STATED TASK A:
Report each line in the rows below that contains the word "fixture".

SOURCE PASSAGE:
-*-
On its website, Global University claims to be "a fully accredited non-profit Christian University, in the Pentecostal tradition, based out of Springfield, Missouri as well as a "distance learning pioneer".

Advertisement

Malay Mail also emailed the university in question, but the email query bounced back with a notification from the remote server reading: 550 permanent failure for one or more recipients ([email protected]:blocked).

Malay Mail then expanded the search scope to another equally less well-known university called the Northern California Global University (NCGU), seeing how the description was almost similar to the one posted by Bernama.

However, checks found that no website existed, unlike in the case of Global University.

In fact, in 2005, Indonesian media agency, Liputan6.com, reported that authorities in the republic had banned NCGU for offering fake academic certifications, including MBAs, via its Indonesian affiliate, Institut Manejeman Global Indonesia (IMGI). The report said that IMGI had issued 9,723 fake Masters degrees between 1997 and 2004.

Malay Mail also contacted Zahidi and a close aide of his for comment, but as of the time of writing, a response from the former had yet to be received.

His aide, however, responded late last night, saying that Zahidi did not use any “deputy minister profile depicting him as a Masters degree holder from any foreign universities”.

“In Datuk Zahidi’s profile which was distributed to the media in April, his highest academic accreditation depicted is a diploma in public administration from the Mara Technological Institute (ITM),” the aide told Malay Mail.

In 2013, DAP's Serdang MP Ong Kian Ming had claimed that Serian MP and now ex-human resources minister Datuk Richard Riot Jaem and ex-Ranau MP Datuk Dr Ewon Ebin had received degrees from universities identified as degree mills.

He also accused the former group president and chief executive officer of Felda Global Ventures Holdings (FGVH) Bhd, Datuk Mohd Emir Mavani Abdullah, as having questionable qualifications.

Ong also claimed that Baling MP Datuk Abdul Azeez Abdul Rahim, who was appointed as chairman of Lembaga Tabung Haji (LTH) then, as another whose qualifications were questionable.  

In October, then minister in the Prime Minister's Department, Datuk Seri Shahidan Kassim, told the Dewan Rakyat that there are no laws to penalise those with fake degrees including ministers.

In reply to a question by Ong, Shahidan said Parliament must draft new laws for the authorities to take action against those with dubious qualifications but noted that any civil servant found to have faked his qualifications will be sacked immediately.
-*-
RECORDED INFORMATION:
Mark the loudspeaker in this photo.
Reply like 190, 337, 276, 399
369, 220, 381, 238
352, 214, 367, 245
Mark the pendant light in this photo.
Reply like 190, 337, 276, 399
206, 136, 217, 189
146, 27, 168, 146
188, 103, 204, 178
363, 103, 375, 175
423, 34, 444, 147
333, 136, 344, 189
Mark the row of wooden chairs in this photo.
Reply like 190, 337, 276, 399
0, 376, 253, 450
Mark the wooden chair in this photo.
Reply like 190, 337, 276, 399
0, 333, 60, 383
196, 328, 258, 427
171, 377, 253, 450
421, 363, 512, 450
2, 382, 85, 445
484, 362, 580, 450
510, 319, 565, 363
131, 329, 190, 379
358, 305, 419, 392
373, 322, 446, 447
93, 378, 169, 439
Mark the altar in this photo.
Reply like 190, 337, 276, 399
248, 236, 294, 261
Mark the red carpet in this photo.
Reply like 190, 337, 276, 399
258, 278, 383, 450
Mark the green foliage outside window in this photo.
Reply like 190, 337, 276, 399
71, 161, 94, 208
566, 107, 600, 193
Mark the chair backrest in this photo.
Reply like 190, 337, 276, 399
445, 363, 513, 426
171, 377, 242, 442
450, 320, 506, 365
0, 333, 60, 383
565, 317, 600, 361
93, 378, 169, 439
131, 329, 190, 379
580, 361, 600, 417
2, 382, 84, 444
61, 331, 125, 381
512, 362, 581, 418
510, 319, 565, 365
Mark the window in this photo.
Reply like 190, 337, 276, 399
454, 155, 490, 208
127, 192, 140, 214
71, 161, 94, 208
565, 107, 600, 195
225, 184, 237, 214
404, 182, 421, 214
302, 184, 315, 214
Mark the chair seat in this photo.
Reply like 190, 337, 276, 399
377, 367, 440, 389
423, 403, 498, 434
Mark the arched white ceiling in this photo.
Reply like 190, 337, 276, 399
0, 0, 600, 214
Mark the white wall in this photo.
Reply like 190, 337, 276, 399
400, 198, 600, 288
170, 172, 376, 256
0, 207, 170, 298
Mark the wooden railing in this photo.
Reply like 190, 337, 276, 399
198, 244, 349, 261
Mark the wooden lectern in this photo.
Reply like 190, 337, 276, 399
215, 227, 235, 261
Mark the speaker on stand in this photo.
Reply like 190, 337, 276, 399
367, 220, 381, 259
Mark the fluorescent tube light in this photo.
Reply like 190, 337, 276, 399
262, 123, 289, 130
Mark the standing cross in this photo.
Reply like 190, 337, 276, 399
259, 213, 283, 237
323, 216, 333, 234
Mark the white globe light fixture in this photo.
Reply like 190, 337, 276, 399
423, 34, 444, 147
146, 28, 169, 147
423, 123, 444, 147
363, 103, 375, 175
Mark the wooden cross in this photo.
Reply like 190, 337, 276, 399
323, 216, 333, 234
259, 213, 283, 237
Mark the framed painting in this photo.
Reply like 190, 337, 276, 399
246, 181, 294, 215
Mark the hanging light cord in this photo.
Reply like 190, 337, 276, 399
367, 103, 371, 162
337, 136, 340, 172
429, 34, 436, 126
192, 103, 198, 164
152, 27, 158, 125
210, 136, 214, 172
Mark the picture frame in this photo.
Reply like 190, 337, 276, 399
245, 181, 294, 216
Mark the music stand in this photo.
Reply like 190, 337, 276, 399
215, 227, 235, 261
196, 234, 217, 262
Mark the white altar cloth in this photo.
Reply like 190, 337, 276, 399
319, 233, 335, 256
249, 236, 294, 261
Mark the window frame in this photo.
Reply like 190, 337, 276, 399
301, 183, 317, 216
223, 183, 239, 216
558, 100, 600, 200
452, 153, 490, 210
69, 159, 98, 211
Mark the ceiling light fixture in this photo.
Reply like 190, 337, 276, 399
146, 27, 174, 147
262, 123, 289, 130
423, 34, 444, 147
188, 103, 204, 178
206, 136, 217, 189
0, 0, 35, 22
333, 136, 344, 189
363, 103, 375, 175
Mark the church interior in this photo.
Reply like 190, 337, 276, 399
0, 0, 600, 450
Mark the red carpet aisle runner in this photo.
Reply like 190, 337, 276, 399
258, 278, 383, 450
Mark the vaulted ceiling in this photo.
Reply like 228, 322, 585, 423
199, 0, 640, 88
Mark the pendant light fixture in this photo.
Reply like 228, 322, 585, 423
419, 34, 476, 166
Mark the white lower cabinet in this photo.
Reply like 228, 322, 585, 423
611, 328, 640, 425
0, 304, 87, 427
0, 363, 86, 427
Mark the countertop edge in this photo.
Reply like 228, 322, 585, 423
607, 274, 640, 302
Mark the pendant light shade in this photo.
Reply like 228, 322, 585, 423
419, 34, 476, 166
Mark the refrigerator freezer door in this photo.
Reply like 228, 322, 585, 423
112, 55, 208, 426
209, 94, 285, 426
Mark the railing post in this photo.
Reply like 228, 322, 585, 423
-*-
STATED TASK B:
Summarize the passage on questionable degrees in two sentences.

FULL SOLUTION A:
Mark the white globe light fixture in this photo.
Mark the ceiling light fixture in this photo.
Mark the pendant light fixture in this photo.

FULL SOLUTION B:
Malay Mail's email to Global University bounced, and no website existed for Northern California Global University, which Indonesian authorities banned in 2005 for offering fake academic certifications. Zahidi's aide said his profile listed only a diploma in public administration from ITM, while the passage also recounts Ong Kian Ming's 2013 claims about degrees from degree mills and Shahidan Kassim's statement that no laws penalize those with fake degrees.